### Travail demandé
Recopiez mot pour mot le passage de l'article ci-dessous sur la condamnation d'une Suissesse en Biélorussie. Ce passage s'ouvre sur les mots contenant « Lundi, une citoyenne » et se clôt sur « à la Suisse. ».

### Extrait du document
Les manifestations se poursuivent en Biélorussie, mais par petits groupes, comme ici le 6 décembre à Minsk. [Keystone - AP]
Une Suissesse condamnée à deux ans et demi de prison en Biélorussie / La Matinale / 1 min. / le 8 décembre 2020
En Biélorussie, malgré la répression de plus en plus violente, une partie de la population continue de manifester, par petits groupes, pour déjouer la police. Mais le pouvoir use de méthodes de plus en plus inquiétantes.

Lundi, une citoyenne suisso-biélorusse de 51 ans, Natalia Hershe, a été condamnée à deux ans et demi de prison pour avoir arraché la cagoule d'un policier lors d'une manifestation contre le président Alexandre Loukachenko. Elle a été reconnue coupable d'avoir résisté à un policier dans l'exercice de ses fonctions.

"Je vis dans un pays démocratique européen où la liberté d'expression et de réunion pacifique est inconditionnellement respectée et définie par la Constitution, où les policiers ne cachent pas leur visage sous des masques et protègent leurs citoyens", a déclaré Natalia Hershe lors de son audience au tribunal, en référence à la Suisse.

L'ambassadeur de Suisse en Biélorussie, Claude Altermatt, a dit aux journalistes après l'audience "regretter cette décision de justice".

>> Les explications dans le 19h30 :

Une Suissesse a été condamnée à deux ans de prison en Biélorussie pour avoir participé à des manifestations contre le régime.
Une Suissesse a été condamnée à deux ans de prison en Biélorussie pour avoir participé à des manifestations contre le régime. / 19h30 / 2 min. / le 8 décembre 2020

Divsersification des méthodes de répression

Valiantsin Stefanovic, un des responsables de l'ONG de défense des droits humains "Viasna" à Minsk, affirme mardi dans La Matinale que les autorités diversifient les méthodes de répression. L'une des plus dures, ce sont les poursuites pénales pour motif politique: "Au moins 900 personnes doivent faire face à des enquêtes pénales ouvertes à leur encontre depuis les élections cet été. Il y a des audiences presque tous les jours. La semaine dernière se sont tenues les audiences de deux affaires où cinq personnes ont été accusées de hooliganisme et d'importants dommages à la propriété, pour avoir simplement écrit sur l'asphalte: 'Nous ne t'oublions pas', sur le lieu où est mort l'un des manifestants".

### Jeu de données
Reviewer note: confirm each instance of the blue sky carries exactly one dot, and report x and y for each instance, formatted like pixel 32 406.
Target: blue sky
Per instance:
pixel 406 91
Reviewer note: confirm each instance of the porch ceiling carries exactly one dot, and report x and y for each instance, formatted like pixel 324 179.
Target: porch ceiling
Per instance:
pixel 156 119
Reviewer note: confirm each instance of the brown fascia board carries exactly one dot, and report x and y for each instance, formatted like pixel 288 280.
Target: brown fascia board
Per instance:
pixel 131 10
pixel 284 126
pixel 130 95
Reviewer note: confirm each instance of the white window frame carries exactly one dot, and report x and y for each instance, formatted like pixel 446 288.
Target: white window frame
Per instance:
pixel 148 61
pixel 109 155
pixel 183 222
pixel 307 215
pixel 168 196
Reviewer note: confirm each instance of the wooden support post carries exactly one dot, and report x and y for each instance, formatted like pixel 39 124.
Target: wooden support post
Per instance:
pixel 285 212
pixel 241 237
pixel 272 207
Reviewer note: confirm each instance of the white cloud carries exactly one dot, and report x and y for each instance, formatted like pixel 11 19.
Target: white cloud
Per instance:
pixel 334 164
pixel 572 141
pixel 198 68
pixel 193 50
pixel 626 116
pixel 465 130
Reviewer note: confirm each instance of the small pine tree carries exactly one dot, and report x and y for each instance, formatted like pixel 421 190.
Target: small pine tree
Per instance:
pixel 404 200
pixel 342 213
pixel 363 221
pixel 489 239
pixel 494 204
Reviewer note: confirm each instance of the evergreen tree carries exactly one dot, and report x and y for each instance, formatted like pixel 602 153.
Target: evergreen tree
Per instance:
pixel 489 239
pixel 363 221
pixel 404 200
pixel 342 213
* * *
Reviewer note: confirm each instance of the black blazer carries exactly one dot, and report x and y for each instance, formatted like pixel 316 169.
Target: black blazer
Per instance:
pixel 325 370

### Réponse attendue
Lundi, une citoyenne suisso-biélorusse de 51 ans, Natalia Hershe, a été condamnée à deux ans et demi de prison pour avoir arraché la cagoule d'un policier lors d'une manifestation contre le président Alexandre Loukachenko. Elle a été reconnue coupable d'avoir résisté à un policier dans l'exercice de ses fonctions.

"Je vis dans un pays démocratique européen où la liberté d'expression et de réunion pacifique est inconditionnellement respectée et définie par la Constitution, où les policiers ne cachent pas leur visage sous des masques et protègent leurs citoyens", a déclaré Natalia Hershe lors de son audience au tribunal, en référence à la Suisse.